*What is required*:
Using the records below, filter for lines that contain the string "instance" and copy them out.

*Records*:
^^^^^^^^^^^^^^^^

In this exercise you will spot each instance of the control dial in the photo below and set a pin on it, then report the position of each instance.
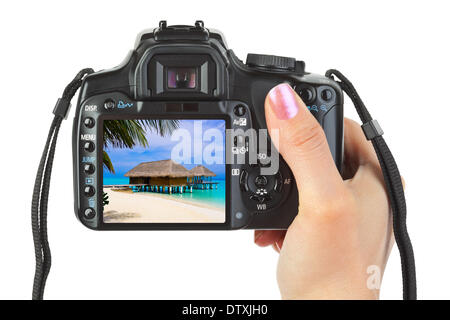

^^^^^^^^^^^^^^^^

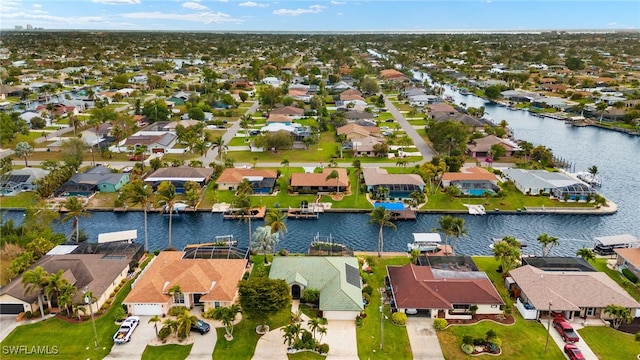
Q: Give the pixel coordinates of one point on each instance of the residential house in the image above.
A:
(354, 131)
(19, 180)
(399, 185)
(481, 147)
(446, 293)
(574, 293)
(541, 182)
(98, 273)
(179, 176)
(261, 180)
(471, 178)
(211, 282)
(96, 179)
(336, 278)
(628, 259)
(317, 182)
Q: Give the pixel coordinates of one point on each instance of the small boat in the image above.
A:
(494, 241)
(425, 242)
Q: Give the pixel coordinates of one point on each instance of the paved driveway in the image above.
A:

^^^^^^^^^^^^^^^^

*Answer box*:
In this exercise you will spot each instance of the control dial in the photo below and set a pin on it, then report the position of each instance.
Q: Give the pixel coordinates of one point on each instance of the residential house in the image above.
Q: Give the pixel coordinates of one point on each instance of the small boat in the image above.
Q: Give the pixel coordinates of one point on each instance of the paved driveway in the image above.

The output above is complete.